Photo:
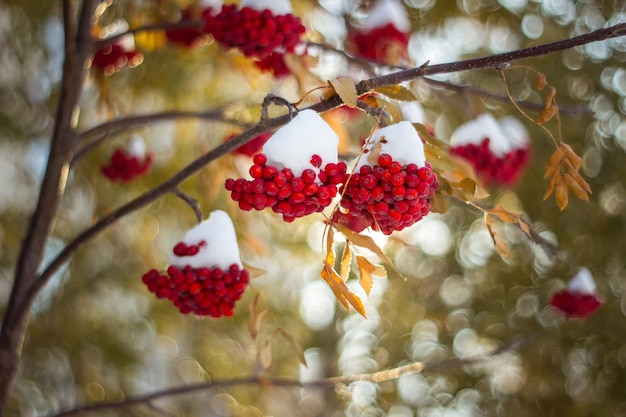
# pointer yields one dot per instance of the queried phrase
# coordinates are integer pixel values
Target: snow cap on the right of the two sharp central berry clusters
(401, 142)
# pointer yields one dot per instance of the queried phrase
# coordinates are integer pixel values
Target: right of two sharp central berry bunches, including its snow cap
(392, 185)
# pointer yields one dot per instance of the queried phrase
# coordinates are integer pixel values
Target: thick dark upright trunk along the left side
(77, 46)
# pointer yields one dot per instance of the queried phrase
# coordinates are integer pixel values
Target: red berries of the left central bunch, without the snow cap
(287, 194)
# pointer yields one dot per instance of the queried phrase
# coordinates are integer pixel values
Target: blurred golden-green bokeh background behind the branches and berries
(96, 334)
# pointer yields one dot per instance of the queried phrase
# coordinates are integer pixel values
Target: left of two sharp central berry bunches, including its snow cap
(298, 173)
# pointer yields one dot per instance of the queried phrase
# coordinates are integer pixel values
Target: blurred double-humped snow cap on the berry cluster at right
(505, 136)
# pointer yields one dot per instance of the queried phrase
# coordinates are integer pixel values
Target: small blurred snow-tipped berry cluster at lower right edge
(579, 299)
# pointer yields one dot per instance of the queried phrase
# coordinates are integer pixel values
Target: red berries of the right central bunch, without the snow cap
(389, 196)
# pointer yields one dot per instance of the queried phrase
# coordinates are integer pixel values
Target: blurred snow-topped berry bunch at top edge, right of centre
(384, 35)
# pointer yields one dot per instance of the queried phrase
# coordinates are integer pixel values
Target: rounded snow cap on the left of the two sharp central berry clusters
(294, 144)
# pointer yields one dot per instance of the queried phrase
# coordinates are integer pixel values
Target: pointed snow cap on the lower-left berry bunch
(221, 247)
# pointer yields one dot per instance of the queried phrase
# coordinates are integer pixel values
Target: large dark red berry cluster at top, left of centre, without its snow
(256, 33)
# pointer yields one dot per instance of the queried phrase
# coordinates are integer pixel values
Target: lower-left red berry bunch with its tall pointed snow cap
(206, 276)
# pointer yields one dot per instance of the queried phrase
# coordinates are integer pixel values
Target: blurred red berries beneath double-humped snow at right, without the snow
(504, 170)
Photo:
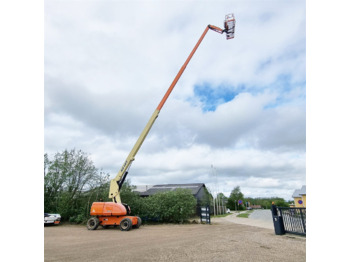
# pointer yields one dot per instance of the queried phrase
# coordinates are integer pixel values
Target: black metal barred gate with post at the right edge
(289, 220)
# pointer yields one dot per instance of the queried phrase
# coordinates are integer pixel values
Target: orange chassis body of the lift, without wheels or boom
(110, 213)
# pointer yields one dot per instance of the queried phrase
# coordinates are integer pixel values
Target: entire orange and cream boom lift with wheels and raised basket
(116, 212)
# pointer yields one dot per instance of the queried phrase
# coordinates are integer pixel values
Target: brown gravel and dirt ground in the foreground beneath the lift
(224, 240)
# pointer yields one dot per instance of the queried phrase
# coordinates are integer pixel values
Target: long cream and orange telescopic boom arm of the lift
(117, 182)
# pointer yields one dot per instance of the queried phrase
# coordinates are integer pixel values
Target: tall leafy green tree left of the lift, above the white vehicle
(67, 178)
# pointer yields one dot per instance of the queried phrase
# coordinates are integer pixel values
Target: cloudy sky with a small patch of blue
(237, 116)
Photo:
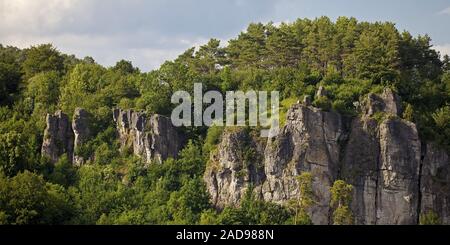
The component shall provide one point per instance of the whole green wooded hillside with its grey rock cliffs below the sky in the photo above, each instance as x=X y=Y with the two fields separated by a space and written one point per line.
x=85 y=144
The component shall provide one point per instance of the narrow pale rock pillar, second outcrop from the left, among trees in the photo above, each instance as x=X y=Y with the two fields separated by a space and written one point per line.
x=81 y=124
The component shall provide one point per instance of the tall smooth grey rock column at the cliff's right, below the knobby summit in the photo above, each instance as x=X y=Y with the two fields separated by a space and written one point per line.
x=398 y=192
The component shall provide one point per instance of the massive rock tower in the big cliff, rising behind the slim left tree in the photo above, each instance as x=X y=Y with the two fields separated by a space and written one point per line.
x=308 y=142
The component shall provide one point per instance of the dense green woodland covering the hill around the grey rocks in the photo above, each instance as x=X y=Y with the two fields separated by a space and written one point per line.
x=349 y=58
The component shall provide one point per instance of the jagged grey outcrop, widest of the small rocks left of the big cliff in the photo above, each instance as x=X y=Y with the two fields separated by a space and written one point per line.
x=152 y=137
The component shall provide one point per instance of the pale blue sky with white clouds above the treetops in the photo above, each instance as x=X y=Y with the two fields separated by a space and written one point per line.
x=149 y=32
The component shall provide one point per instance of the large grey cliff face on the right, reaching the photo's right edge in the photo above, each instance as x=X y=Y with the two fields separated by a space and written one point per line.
x=396 y=177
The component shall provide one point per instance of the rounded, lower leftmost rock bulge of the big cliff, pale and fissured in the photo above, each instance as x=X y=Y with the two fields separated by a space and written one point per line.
x=234 y=165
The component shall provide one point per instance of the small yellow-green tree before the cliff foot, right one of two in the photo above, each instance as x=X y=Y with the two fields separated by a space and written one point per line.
x=341 y=197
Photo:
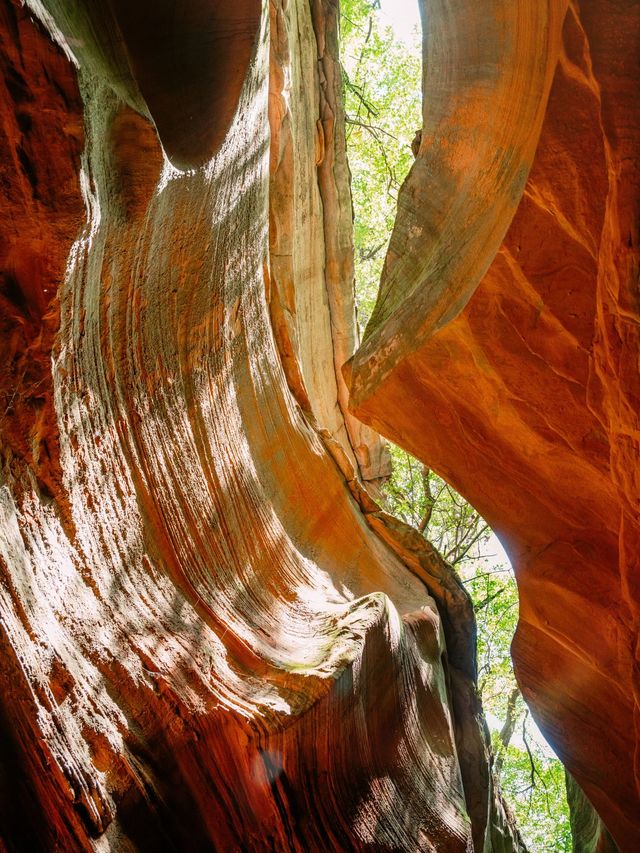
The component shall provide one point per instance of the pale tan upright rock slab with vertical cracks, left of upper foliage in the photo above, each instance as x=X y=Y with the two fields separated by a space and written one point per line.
x=311 y=292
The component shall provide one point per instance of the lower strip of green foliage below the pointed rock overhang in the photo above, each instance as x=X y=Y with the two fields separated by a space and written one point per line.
x=530 y=776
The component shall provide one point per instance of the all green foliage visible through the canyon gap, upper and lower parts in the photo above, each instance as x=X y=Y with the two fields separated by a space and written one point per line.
x=382 y=84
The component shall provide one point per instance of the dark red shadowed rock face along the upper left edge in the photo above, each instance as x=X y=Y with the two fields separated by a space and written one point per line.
x=41 y=137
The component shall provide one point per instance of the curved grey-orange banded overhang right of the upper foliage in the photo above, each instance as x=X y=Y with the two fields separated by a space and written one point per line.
x=487 y=70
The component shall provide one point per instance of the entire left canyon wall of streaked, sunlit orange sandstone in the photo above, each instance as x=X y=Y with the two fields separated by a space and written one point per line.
x=210 y=635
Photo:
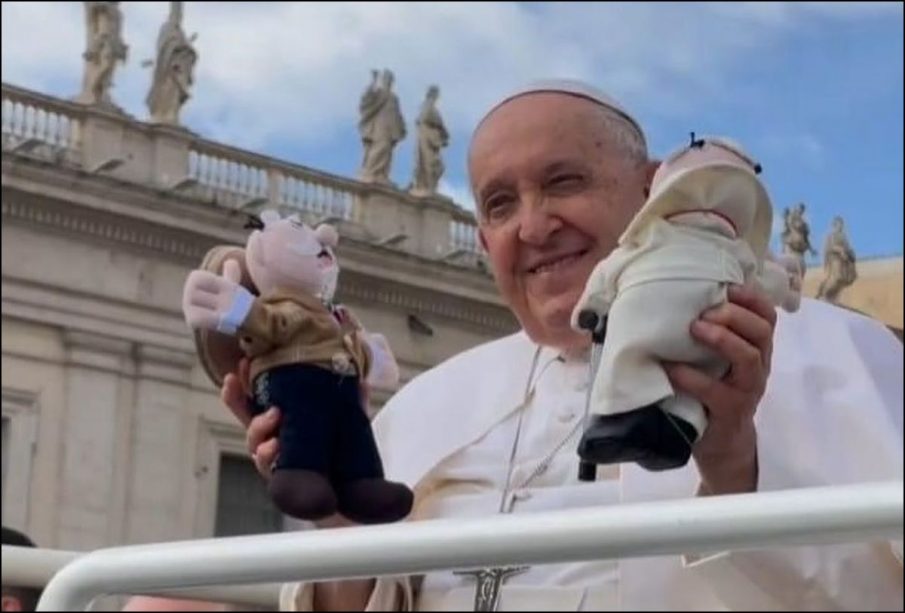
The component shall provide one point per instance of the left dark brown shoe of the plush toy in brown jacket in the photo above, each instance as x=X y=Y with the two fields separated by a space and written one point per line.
x=303 y=494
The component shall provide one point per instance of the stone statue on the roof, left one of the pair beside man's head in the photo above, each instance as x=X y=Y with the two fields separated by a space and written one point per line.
x=381 y=127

TASK STATEMENT: The pictures stay out; please reproduce everything else in the entries exactly.

RESULT BELOW:
Photo:
# pointer yields one dot per instance of the queried phrase
# coordinates are integer pixel values
Target: snow cap on the right of the two sharp central berry clusters
(401, 142)
# pointer yields one dot per instance of the queried phrase
# coordinates are integer pixel values
Target: right of two sharp central berry bunches, including its snow cap
(392, 185)
# pointer yields one dot per instance of the queried phrase
# coordinates are integer pixel values
Target: thick dark upright trunk along the left side
(77, 46)
# pointer yields one dot per instance of the queried phrase
# coordinates are integer pixel values
Target: red berries of the left central bunch, without the snow cap
(287, 194)
# pointer yields one dot per instance of the queried phrase
# coordinates are integer pixel values
Target: blurred golden-green bokeh background behind the branches and berries
(96, 334)
# pointer yields one dot per instance of the queried phrase
# coordinates are integer pixel values
Target: left of two sharp central berry bunches, including its snow cap
(298, 173)
# pointer yields one dot per instance of the queried phrase
# coordinates are integer pixel values
Target: blurred double-humped snow cap on the berry cluster at right
(505, 136)
# pointer yields one dot per instance of the queried phrase
# coordinates are integer pixel values
Target: small blurred snow-tipped berry cluster at lower right edge
(579, 299)
# pointer yields one dot per instance of the queried phrase
# coordinates are integer pixel values
Target: red berries of the right central bunch, without the snow cap
(389, 196)
# pointer yields one dot per instance of the queried phrase
# coordinates are integer pixel values
Target: blurred snow-topped berry bunch at top edge, right of centre
(384, 35)
# pointer yields one dot per instance of the queried phrase
# coordinates are integer pixel values
Target: rounded snow cap on the left of the two sharp central berry clusters
(294, 144)
# pointer yields one dot per instance of the queried phrase
# coordinates are integer pixel values
Target: pointed snow cap on the lower-left berry bunch
(221, 247)
# pointer yields one dot per instance of the queried phrase
# coordinates are integer pixel values
Target: large dark red berry cluster at top, left of centre, without its snow
(256, 33)
# pointer yields one dot per instance of the queried phrase
# coordinates are integer pixel values
Target: lower-left red berry bunch with its tall pointed snow cap
(206, 276)
# pointer yields one dot per instance of the queried phrase
# coordinates are integer pixel values
Target: blurred red berries beneath double-humped snow at right, without the snow
(504, 170)
Photo:
# pointer yields one dot per instance of the queried phrase
# coordinates are integer pixel values
Target: black metal barred gate with post at the right edge
(289, 220)
# pointer yields one dot per instance of the queried phrase
# coordinates are integer pixel values
Target: orange chassis body of the lift, without wheels or boom
(110, 213)
# pointer yields one dot per instance of the queried phrase
# coordinates are integer pixel values
Target: entire orange and cream boom lift with wheels and raised basket
(116, 212)
# pointer yields one dot per instance of the queried phrase
# coordinates are integer pixel values
Target: brown gravel and dirt ground in the foreground beneath the lift
(224, 240)
# pointer yields one dot per instance of the queried phrase
# coordinates are integer pixel values
Target: long cream and orange telescopic boom arm of the lift
(117, 182)
# pointer yields one dot per instance of the queried phrase
# coordinates are integer pixel values
Target: tall leafy green tree left of the lift, above the white vehicle
(67, 178)
# pointer yields one dot per instance of the queried phrase
# coordinates are integer pixel values
Target: cloudy sky with a small patch of blue
(237, 116)
Photo:
The component shall provide one point per instance of the whole green wooded hillside with its grey rock cliffs below the sky in the photo above, each instance as x=X y=Y with the two fields separated by a space and written one point per line.
x=85 y=144
The component shall provide one point per instance of the narrow pale rock pillar, second outcrop from the left, among trees in the photo above, each instance as x=X y=Y with the two fields separated by a space and written one point per line.
x=81 y=124
The component shall provide one point per instance of the tall smooth grey rock column at the cliff's right, below the knobby summit in the photo above, each instance as x=X y=Y with the two fields separated by a space and written one point per line.
x=398 y=192
The component shall provide one point per instance of the massive rock tower in the big cliff, rising behind the slim left tree in the photo above, each instance as x=X y=Y with the two fields separated by a space and written one point per line.
x=308 y=142
The component shall provide one point per instance of the dense green woodland covering the hill around the grey rocks in the photo above, each instance as x=X y=Y with the two fields separated by a space and written one point per line.
x=349 y=58
The component shall provide one point per instance of the jagged grey outcrop, widest of the small rocks left of the big cliff in the photo above, each instance as x=X y=Y with the two fields separated by a space and written one point per line.
x=152 y=137
The component shall provide one point per instance of the pale blue sky with white clouds above the treetops in the photo above, each instance as x=X y=Y with the two fields separated by a space and written one point per line.
x=149 y=32
The component shall provide one point per instance of the large grey cliff face on the right, reaching the photo's right edge in the photo above, each instance as x=X y=Y with the two fields separated by a space and written one point per line.
x=396 y=177
The component shall provide one point per instance of the rounded, lower leftmost rock bulge of the big cliff, pale and fissured in the photo above, each instance as x=X y=Y with the two fields separated by a space and written one point per line.
x=234 y=165
The component shall provide one point per instance of the small yellow-green tree before the cliff foot, right one of two in the photo above, each instance as x=X y=Y with the two fields separated by a space and written one point per line.
x=341 y=197
Photo:
The component shall provide one point per instance of the pale tan upright rock slab with vertical cracks, left of upper foliage in the photo above, each instance as x=X y=Y with the two fields separated by a space and written one point per line.
x=311 y=292
The component shall provide one point per instance of the lower strip of green foliage below the pointed rock overhang in the photo above, each instance as x=X y=Y with the two fields separated by a space and written one point per line.
x=530 y=776
The component shall provide one point per instance of the all green foliage visible through the canyon gap, upper and lower parts in the photo above, each instance as x=X y=Y with the two fields separated by a space and written one point per line.
x=382 y=84
The component shall provide one point per instance of the dark red shadowed rock face along the upper left edge in the photo above, each instance as x=X y=Y with the two fields separated by a space and written one point per line.
x=41 y=137
The component shall provide one point per instance of the curved grey-orange banded overhang right of the upper foliage in the photo above, each instance as x=X y=Y with the two fields separated by a space and written one point per line.
x=487 y=70
The component shall provide one point per instance of the entire left canyon wall of streaked, sunlit orange sandstone in the photo above, each instance as x=X y=Y with the two fields separated by a space and written one point per line.
x=210 y=635
Photo:
The component shall provide one point per instance of the left dark brown shoe of the plush toy in brown jacket in the photo above, each instance as x=X y=Y with the two fields separated by a space and written one point per line.
x=303 y=494
The component shall provide one point per instance of the stone statue on the roof, left one of the pair beside man's head in the photo above, each instance as x=X y=Y with the two fields separated by a space and written one point per line.
x=381 y=127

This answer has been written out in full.